**Exercises:**
A. In the passage on reconsideration requests below, how soon is a malware review usually processed?
B. Translate this sentence from the passage on reconsideration requests into Spanish: "Hacking and malware distribution seem to be more common these days."

**Selected text:**
--------------------------------------------------
Matt has written a compelling post on the topic a few years back. Brian and Rachel released a video on the reconsideration process, too. If you are not familiar with these sources yet, definitely have a look before submitting a reconsideration request to Google.
What is left to say? After being on the reconsideration team for some time I’d like to share some personal thoughts.
Hacking and malware distribution seem to be more common these days. If your site has been labeled in Google search results as potentially dangerous, you’ll need to clean it, fix the vulnerability that caused the problem and submit a request for malware review, not a reconsideration request. These are two different processes because they are different issues. The malware review is fully automated and usually processed within 24 hours, although I’ve seen some requests processed much faster. Make sure you read all the information on malware detection and test your site with Googles safe browser. Remember though that there is no need to submit a reconsideration request.
--------------------------------------------------
**Data taken from a collection:**
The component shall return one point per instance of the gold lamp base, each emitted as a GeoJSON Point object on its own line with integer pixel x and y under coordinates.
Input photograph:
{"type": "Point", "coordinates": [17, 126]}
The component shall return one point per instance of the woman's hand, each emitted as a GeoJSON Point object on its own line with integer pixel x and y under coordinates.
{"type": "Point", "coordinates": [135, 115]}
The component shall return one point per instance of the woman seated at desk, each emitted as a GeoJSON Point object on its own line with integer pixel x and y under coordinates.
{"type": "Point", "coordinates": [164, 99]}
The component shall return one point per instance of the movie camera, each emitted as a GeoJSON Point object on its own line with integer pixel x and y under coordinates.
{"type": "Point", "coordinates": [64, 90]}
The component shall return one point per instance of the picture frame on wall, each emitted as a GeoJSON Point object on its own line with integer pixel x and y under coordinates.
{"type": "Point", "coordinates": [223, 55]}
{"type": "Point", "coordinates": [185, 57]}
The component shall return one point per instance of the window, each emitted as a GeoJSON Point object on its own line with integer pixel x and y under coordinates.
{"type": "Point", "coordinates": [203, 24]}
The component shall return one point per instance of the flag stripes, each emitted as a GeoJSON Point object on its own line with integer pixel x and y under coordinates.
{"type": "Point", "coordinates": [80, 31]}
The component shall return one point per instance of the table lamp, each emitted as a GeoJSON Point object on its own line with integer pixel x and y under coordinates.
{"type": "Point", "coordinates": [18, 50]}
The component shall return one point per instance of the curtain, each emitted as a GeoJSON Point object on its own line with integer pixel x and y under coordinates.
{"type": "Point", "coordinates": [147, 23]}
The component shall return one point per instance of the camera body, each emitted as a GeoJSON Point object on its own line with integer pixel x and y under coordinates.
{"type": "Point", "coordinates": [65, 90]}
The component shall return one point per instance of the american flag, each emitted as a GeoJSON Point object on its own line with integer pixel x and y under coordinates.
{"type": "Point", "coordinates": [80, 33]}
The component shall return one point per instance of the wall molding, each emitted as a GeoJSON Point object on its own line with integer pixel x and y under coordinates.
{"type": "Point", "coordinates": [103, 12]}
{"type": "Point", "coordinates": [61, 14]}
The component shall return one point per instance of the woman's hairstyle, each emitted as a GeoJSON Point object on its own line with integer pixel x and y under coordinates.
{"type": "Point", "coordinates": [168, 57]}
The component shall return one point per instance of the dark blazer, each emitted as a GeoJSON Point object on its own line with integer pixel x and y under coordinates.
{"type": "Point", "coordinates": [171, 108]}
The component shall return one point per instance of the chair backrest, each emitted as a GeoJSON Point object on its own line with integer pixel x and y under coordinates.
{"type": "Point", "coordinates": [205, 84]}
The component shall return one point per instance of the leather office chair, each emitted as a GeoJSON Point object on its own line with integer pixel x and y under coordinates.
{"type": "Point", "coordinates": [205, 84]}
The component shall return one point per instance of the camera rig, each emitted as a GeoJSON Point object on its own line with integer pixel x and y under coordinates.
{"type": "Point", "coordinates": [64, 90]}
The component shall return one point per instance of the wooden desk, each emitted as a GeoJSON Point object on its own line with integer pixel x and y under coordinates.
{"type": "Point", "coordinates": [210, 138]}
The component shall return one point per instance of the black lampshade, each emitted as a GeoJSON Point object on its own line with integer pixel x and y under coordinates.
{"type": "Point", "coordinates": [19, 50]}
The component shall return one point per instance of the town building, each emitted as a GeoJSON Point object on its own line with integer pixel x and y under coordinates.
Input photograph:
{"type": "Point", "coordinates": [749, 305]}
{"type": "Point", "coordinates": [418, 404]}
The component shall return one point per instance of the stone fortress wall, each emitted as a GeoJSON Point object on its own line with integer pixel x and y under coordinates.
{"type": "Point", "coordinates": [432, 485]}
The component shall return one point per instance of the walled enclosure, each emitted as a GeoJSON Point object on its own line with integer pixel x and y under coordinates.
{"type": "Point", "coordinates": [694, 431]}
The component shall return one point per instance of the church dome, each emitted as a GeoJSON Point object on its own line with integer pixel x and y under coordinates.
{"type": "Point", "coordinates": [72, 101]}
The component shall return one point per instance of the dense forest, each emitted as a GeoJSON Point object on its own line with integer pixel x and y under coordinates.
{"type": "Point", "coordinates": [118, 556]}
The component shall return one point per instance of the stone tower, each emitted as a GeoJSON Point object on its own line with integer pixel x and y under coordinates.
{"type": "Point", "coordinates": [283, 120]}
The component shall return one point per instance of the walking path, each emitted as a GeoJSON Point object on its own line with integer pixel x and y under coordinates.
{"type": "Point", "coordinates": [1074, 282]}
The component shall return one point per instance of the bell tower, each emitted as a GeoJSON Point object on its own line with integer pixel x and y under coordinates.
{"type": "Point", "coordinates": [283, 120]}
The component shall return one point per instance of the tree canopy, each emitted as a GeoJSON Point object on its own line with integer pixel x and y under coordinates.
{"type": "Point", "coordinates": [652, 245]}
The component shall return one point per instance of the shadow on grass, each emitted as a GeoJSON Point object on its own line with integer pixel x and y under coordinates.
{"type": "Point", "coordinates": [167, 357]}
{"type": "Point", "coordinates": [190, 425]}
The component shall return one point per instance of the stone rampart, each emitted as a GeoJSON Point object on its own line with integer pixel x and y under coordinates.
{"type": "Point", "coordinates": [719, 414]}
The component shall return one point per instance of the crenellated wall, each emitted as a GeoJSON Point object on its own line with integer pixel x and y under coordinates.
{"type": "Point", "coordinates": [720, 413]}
--------------------------------------------------
**Task-by-task outputs:**
A. It is usually processed within 24 hours.

B. El hackeo y la distribución de malware parecen ser más comunes hoy en día.